— begin Selected extract —

# Not Impressed with VOD



## wbassett (Feb 8, 2007)

Okay first let me say and explain, after three years of being cable and satellite free we got cable again on October 22nd.

Our reasons for dropping it in the first place was bad programming and just being sick of commercials. What caused us to get it again? We moved and DSL internet was horrible here and Road Runner recently became available. We have had Road Runner before and loved it, so we made the jump to the total package, Internet, Phone, and of course at least basic cable. Since I know that there has been a lot of changes in the past three years, we went all out and got everything. Why not? It only costs around $80 more a month than what we were paying for DSL and unlimited long distance...

I can say I absolutely love having the History Channel, Discovery, and the Learning Channel back, but not much has changed with the premium pay channels. First, nothing is on! We have the HD DVR, but haven't found much to record. So VOD (Video On Demand) was my biggest interest. Not having cable I guess I didn't know what to expect or think. I 'guess' I thought there would be more movies and content and it wouldn't be the same stuff being shown on the movie channels! My niave lack of knowledge gave me expectations of being able to call up the Soprano's from espisode 1 through the end of the series, same with Deadwood and Rome as well as a wide variety of movies. I found out quickly that with Time Warner at least, the VOD content was very limited.

After excepting that, the next thing was a bit more than I could just say okay to. VOD is not ready for prime time. It seems down more than it is up (at least in my area and with my provider), and the worse... I selected a movie and was 3/4 of the way through watching it and boom... it stopped and I got the message 'Selection No Longer Available'. Okay, so that was my dumb fault, I didn't look at when it was done being shown, but I honestly thought if I started watching something it would play to the end, I was wrong. But that wasn't the only time I had VOD problems. Like I said, it isn't available more than I feel it should be down, but again while watching a movie it dropped out with 'Service Unavailable' message. To make matters worse, once service was back, the movie was no longer available.

— end Selected extract —

● Objectives
A. Condense the paragraph of the forum post beginning "Our reasons for dropping it in the first place" into a short bulleted list that keeps its main facts.
B. Answer these questions using the forum post:
(i) On what date did the household get cable again?
(ii) With which provider was the VOD content found to be very limited?
(iii) What message appeared when a movie stopped three-quarters of the way through?
C. Reproduce the part of the forum post that opens with the words containing "# Not Impressed" and closes with "unlimited long distance...".
The entries that follow are separate material and are not part of the forum post.

— begin Record excerpts —

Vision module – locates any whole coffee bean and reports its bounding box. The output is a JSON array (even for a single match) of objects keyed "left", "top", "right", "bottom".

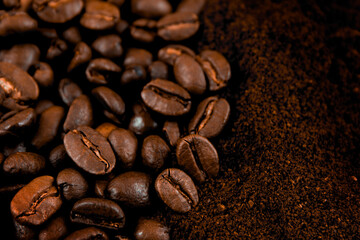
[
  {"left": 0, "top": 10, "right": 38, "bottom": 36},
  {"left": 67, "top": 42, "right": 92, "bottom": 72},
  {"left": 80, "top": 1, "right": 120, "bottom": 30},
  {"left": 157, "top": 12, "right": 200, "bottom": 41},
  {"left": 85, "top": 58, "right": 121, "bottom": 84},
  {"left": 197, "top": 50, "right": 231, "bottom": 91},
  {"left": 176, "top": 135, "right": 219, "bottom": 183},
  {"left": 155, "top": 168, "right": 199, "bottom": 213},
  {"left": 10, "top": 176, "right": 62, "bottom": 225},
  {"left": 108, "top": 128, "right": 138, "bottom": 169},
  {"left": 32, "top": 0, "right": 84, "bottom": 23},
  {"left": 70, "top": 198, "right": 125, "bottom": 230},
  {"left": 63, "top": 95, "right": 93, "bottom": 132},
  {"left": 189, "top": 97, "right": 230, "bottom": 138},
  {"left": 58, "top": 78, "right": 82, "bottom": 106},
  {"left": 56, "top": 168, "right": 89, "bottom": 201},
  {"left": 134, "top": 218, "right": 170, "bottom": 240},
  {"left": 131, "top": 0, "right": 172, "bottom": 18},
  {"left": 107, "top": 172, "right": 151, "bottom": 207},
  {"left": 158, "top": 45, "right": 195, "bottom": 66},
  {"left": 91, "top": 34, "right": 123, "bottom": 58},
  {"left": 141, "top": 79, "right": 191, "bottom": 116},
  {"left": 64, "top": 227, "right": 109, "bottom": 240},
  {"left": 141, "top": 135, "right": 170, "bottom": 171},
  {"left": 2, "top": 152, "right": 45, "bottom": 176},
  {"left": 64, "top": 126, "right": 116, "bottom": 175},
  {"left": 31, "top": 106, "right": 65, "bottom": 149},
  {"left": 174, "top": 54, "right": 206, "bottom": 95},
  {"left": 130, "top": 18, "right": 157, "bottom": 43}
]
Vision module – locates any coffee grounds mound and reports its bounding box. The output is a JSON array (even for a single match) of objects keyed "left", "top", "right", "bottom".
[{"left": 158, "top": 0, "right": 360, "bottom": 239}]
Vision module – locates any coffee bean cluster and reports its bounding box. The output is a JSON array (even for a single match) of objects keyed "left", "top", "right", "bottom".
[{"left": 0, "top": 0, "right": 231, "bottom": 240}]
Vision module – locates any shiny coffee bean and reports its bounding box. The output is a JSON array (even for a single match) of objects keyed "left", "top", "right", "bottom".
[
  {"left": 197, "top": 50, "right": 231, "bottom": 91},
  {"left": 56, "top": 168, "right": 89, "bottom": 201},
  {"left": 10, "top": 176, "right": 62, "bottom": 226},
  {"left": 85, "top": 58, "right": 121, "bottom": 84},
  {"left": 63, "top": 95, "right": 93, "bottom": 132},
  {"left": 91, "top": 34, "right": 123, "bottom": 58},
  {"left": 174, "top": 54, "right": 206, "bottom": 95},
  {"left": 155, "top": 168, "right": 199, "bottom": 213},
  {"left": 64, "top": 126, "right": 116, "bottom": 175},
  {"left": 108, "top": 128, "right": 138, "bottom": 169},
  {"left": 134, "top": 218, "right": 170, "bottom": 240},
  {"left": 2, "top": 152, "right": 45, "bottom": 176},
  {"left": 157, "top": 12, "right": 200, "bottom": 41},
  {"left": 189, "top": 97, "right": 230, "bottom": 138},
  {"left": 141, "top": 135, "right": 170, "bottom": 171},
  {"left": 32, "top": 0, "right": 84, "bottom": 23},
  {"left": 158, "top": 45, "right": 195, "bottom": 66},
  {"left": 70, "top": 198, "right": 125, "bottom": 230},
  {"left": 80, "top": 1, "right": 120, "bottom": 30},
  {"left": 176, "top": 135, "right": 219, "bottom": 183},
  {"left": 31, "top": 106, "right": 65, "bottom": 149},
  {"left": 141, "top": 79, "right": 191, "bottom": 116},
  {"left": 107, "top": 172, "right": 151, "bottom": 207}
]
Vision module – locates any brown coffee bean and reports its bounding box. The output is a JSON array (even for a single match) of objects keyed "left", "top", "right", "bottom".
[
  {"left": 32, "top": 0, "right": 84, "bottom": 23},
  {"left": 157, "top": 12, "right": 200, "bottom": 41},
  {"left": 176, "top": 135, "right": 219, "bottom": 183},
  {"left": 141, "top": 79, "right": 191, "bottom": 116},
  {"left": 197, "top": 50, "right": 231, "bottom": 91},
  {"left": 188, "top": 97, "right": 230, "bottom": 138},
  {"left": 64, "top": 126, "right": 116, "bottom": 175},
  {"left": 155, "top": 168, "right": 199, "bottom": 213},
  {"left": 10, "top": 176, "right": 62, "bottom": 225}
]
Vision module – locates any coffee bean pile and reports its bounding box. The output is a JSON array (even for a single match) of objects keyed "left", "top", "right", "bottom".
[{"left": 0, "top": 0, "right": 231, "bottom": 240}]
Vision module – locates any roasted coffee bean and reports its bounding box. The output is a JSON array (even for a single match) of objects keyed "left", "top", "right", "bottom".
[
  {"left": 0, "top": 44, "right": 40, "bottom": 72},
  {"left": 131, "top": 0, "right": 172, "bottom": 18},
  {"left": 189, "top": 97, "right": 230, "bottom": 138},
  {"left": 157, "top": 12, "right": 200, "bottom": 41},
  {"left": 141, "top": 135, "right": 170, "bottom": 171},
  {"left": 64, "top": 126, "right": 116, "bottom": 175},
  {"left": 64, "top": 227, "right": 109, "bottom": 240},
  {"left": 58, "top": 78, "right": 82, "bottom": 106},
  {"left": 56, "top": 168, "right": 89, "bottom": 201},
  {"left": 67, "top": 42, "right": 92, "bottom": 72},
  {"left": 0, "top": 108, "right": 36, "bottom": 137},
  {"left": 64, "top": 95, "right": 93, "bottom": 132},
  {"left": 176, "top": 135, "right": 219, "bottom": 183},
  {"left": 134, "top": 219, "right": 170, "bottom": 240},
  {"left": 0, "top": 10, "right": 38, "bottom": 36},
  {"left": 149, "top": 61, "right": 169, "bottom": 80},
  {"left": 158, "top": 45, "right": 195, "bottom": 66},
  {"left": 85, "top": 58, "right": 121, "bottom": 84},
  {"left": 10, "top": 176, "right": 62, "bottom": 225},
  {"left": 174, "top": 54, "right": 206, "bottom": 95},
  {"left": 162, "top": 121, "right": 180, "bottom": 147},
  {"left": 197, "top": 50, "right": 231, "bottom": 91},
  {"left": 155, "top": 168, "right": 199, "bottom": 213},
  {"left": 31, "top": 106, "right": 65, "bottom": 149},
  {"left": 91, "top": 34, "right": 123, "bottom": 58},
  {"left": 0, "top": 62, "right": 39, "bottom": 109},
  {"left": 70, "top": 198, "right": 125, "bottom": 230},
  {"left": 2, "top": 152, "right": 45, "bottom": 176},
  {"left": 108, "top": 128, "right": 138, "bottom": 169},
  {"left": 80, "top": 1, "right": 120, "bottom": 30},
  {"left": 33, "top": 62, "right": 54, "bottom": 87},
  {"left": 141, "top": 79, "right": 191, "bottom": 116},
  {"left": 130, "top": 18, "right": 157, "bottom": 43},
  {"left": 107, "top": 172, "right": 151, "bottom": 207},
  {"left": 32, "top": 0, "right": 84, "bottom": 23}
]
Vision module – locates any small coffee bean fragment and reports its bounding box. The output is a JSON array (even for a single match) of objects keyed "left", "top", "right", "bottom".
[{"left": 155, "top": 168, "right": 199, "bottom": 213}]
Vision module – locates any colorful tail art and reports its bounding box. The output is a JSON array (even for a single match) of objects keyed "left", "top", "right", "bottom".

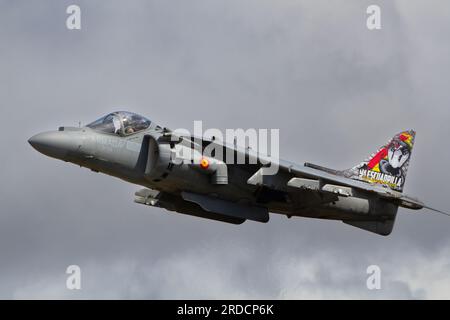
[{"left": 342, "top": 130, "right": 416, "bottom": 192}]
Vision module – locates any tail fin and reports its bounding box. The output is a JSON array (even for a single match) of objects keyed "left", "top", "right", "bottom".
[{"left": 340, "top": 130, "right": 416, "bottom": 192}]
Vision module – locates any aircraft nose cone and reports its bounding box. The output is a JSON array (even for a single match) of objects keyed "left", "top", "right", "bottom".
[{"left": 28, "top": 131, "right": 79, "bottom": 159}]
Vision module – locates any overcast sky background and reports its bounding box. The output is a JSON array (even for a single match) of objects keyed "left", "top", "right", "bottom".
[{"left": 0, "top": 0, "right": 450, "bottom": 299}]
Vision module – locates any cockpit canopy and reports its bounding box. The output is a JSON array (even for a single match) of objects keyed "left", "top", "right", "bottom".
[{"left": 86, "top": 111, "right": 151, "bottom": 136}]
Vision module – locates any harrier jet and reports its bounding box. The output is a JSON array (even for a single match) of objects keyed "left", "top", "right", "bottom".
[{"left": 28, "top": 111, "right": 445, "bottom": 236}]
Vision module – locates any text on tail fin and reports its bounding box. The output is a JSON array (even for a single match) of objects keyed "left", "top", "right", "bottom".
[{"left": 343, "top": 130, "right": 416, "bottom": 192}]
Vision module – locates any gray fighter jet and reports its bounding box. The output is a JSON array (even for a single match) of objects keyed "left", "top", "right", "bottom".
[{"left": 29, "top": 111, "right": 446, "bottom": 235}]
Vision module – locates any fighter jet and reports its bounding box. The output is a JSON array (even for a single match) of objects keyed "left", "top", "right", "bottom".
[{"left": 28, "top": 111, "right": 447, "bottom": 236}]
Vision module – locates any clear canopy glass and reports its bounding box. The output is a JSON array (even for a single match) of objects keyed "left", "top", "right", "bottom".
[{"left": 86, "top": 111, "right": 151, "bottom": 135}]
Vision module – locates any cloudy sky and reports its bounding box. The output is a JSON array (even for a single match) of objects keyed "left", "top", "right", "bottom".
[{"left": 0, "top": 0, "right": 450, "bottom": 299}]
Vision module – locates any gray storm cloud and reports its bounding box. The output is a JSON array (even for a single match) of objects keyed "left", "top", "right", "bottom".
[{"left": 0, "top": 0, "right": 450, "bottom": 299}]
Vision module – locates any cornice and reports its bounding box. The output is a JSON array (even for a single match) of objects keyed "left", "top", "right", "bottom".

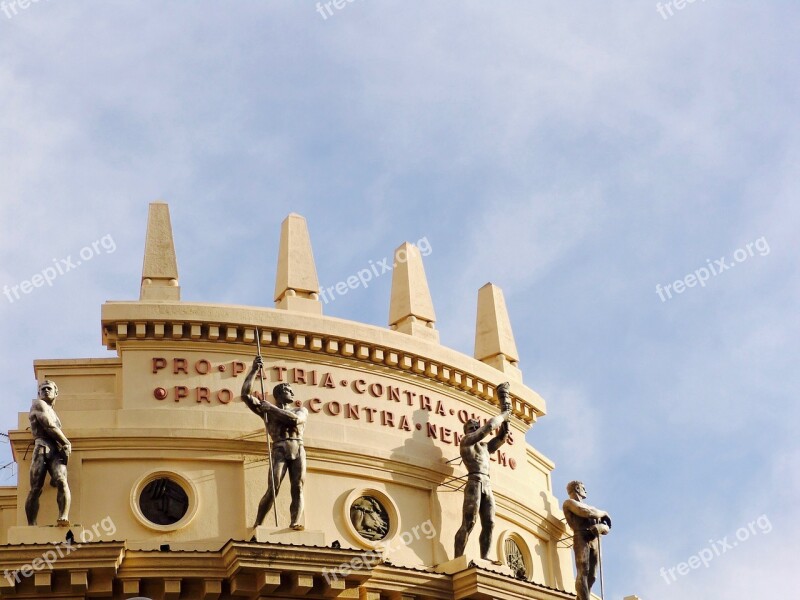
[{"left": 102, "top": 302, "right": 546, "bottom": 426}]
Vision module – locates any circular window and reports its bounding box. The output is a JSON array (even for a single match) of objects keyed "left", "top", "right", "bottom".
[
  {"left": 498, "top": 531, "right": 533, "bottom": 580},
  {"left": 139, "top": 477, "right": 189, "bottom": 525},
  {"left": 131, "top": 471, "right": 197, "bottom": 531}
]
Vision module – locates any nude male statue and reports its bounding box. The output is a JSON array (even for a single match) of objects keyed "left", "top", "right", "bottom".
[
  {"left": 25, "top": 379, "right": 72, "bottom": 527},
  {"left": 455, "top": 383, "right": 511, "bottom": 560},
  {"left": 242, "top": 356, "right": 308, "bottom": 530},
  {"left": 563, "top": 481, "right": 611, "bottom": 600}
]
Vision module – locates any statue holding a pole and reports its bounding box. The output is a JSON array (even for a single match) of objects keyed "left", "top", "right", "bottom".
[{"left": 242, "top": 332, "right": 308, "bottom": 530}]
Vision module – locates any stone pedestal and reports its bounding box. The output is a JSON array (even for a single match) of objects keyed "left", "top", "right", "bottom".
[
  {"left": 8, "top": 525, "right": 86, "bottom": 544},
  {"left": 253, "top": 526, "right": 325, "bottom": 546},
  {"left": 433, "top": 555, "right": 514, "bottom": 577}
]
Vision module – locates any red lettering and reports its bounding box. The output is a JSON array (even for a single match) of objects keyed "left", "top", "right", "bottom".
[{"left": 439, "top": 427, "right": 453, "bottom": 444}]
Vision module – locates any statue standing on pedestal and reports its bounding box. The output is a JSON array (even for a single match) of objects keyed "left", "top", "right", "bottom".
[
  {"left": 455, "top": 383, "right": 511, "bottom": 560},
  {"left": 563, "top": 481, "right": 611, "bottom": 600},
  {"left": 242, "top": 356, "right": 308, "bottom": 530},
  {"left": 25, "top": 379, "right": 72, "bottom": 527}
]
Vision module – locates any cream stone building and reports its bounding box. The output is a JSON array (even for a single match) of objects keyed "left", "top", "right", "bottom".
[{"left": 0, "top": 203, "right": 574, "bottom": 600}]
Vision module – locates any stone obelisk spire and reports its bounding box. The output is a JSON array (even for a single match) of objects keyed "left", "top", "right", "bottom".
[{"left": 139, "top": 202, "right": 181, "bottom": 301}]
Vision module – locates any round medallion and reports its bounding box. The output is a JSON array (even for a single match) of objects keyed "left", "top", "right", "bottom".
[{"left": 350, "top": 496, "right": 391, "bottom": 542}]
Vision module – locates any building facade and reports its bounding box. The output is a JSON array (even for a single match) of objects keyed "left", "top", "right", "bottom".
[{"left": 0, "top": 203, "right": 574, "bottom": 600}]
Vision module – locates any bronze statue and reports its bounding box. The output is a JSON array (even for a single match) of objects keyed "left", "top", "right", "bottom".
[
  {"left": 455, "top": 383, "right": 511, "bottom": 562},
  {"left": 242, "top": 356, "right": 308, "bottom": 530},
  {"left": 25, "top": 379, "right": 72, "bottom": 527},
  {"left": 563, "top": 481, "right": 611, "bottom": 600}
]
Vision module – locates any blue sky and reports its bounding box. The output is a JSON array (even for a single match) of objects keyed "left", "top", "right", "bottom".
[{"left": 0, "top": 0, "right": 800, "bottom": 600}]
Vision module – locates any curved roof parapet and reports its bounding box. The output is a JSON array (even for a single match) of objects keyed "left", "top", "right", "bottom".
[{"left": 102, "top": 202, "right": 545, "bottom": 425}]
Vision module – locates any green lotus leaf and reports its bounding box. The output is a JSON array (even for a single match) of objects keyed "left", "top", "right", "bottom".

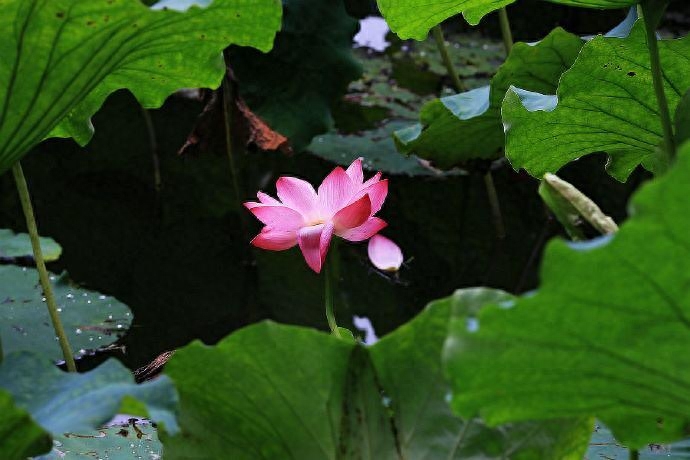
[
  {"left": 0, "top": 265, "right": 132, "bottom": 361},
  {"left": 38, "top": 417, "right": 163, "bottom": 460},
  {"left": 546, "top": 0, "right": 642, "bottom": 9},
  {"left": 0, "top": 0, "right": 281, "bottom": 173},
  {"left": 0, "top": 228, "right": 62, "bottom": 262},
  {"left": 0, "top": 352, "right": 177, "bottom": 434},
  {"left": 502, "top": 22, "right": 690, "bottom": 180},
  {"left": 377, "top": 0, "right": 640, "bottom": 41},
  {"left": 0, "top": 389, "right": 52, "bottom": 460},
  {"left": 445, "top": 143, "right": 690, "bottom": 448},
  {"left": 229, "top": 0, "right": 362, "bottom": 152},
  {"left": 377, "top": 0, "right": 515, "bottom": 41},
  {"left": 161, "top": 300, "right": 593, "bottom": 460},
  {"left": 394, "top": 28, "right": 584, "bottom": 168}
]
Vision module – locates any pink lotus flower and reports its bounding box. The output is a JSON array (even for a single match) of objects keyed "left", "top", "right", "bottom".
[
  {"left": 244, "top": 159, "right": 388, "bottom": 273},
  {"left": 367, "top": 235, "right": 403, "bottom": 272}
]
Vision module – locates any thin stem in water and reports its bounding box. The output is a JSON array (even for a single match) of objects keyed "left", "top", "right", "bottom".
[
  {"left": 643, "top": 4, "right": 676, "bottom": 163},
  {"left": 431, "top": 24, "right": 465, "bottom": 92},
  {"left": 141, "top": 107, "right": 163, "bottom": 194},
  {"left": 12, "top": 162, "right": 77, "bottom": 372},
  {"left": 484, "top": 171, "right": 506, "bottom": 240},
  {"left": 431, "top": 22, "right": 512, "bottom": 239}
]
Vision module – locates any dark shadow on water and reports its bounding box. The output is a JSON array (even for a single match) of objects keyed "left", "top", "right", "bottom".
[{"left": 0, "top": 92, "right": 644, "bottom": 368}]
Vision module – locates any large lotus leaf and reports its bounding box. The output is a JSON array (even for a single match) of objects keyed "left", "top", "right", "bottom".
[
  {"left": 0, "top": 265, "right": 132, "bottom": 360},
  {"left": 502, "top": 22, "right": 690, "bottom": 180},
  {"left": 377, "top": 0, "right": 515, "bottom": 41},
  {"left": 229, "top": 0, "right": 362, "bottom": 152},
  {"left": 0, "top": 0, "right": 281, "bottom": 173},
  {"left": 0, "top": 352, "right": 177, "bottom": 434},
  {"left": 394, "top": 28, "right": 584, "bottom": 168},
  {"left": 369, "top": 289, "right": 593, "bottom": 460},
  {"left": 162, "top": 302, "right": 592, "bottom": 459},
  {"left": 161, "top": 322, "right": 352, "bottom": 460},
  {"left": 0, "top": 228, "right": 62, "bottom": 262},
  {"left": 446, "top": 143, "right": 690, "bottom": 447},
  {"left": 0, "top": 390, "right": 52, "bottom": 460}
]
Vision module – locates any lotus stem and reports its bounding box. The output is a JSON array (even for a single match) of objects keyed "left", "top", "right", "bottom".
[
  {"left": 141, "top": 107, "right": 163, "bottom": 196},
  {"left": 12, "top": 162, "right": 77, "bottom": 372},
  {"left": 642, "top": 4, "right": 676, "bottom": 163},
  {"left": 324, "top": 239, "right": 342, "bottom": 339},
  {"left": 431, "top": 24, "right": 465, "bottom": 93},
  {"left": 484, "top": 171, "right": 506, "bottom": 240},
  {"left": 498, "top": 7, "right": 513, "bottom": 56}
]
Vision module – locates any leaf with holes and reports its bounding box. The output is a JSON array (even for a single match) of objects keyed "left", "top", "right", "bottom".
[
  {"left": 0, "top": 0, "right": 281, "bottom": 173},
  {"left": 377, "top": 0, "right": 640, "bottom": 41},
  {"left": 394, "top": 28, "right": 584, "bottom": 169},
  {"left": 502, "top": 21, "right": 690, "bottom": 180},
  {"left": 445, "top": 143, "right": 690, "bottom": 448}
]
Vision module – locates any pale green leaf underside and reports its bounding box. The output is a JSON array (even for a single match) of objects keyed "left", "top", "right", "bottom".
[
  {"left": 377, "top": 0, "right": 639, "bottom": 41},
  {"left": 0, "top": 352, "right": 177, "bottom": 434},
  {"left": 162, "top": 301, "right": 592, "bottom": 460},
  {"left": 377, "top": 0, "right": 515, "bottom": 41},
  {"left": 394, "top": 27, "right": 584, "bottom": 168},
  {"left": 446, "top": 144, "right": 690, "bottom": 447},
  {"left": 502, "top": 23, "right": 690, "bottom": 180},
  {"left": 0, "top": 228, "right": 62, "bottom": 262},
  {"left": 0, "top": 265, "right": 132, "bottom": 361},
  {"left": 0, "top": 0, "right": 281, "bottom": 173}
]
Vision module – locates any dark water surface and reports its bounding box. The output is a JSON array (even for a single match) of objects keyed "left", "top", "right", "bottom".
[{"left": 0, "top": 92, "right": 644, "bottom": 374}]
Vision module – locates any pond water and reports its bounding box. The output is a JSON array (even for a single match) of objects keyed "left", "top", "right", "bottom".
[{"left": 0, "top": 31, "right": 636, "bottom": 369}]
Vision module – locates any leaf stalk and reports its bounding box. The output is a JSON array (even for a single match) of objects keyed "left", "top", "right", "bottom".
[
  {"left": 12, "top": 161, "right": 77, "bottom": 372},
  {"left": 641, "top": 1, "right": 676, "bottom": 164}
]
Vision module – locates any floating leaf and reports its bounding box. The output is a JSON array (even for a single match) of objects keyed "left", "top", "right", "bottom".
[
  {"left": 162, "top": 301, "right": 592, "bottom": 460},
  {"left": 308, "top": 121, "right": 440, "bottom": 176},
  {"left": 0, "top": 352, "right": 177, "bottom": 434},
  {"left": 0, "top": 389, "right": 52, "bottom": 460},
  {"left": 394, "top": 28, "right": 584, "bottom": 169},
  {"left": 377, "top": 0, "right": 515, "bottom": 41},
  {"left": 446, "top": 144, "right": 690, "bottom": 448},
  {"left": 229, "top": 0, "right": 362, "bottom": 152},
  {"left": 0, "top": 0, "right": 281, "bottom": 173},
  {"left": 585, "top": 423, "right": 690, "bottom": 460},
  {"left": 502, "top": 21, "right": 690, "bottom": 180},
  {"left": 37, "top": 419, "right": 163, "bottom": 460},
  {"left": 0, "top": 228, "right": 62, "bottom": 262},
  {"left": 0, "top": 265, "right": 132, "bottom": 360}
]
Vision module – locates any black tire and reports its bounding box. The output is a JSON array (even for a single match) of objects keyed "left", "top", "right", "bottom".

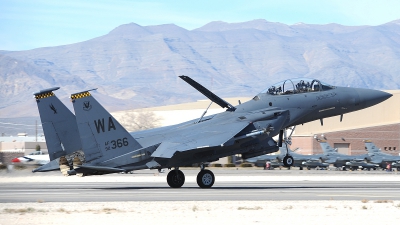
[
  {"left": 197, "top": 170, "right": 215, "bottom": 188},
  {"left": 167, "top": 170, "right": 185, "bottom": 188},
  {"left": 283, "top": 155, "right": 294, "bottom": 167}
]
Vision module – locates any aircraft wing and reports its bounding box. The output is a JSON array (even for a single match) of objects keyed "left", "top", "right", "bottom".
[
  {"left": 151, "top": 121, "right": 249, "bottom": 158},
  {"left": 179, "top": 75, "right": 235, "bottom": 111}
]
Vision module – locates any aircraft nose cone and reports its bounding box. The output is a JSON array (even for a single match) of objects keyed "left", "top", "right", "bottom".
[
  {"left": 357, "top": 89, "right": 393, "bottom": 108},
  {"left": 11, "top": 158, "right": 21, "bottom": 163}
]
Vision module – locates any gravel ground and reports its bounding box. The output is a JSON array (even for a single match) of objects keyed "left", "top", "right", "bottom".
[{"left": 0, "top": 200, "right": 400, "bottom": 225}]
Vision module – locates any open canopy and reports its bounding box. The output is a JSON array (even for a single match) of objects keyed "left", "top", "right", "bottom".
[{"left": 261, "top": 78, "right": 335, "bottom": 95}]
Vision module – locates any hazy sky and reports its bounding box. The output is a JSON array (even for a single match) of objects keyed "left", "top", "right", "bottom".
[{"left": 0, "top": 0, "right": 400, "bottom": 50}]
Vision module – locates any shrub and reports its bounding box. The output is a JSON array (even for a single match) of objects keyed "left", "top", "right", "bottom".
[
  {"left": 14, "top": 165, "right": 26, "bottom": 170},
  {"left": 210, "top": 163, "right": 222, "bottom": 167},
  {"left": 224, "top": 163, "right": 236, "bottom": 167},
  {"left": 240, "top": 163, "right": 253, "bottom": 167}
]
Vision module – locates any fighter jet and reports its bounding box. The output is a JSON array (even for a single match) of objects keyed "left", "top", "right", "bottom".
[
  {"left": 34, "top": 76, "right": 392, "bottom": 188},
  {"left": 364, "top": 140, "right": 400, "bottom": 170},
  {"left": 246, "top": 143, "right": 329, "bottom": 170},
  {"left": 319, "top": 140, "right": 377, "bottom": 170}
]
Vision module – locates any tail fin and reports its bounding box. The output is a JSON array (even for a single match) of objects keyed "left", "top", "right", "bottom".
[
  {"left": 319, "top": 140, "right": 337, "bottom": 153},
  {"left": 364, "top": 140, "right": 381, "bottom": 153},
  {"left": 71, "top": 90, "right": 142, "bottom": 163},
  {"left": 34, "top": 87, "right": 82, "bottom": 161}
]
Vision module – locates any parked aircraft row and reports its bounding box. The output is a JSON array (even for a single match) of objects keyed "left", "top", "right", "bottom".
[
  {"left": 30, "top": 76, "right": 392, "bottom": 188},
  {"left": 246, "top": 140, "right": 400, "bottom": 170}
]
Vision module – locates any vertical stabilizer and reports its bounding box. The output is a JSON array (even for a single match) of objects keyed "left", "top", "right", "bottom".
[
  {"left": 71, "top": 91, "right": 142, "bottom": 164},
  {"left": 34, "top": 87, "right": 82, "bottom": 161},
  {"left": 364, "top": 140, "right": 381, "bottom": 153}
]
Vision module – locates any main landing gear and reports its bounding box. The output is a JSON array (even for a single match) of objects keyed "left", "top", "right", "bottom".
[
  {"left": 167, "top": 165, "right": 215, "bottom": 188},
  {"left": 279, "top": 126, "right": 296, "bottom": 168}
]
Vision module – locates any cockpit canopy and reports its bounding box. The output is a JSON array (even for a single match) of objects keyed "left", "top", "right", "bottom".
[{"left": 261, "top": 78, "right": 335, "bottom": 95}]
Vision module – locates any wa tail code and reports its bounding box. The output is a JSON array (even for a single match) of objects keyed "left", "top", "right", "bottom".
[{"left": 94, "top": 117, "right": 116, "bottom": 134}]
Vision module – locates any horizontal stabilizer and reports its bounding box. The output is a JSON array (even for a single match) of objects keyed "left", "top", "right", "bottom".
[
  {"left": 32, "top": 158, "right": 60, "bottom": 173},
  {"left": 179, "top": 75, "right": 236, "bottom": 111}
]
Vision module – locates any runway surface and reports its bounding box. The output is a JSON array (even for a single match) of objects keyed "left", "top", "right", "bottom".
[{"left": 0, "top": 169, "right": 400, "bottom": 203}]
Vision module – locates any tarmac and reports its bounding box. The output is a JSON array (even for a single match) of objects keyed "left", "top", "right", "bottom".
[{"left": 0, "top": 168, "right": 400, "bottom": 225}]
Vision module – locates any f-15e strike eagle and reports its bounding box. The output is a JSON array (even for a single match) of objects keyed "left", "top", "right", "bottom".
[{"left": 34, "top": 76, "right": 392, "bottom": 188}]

— end Record excerpts —

● Solution set
A.
- Cable was originally dropped because of bad programming and frustration with commercials.
- After a move, the local DSL internet service was poor, and Road Runner had recently become available.
- Having liked Road Runner before, the household chose the full package of internet, phone, and at least basic cable.
- Because much had likely changed in three years, they subscribed to everything.
- The package cost about $80 more per month than their previous DSL and unlimited long distance.

B.
(i) October 22nd.
(ii) Time Warner.
(iii) 'Selection No Longer Available'.

C.
# Not Impressed with VOD



## wbassett (Feb 8, 2007)

Okay first let me say and explain, after three years of being cable and satellite free we got cable again on October 22nd.

Our reasons for dropping it in the first place was bad programming and just being sick of commercials. What caused us to get it again? We moved and DSL internet was horrible here and Road Runner recently became available. We have had Road Runner before and loved it, so we made the jump to the total package, Internet, Phone, and of course at least basic cable. Since I know that there has been a lot of changes in the past three years, we went all out and got everything. Why not? It only costs around $80 more a month than what we were paying for DSL and unlimited long distance...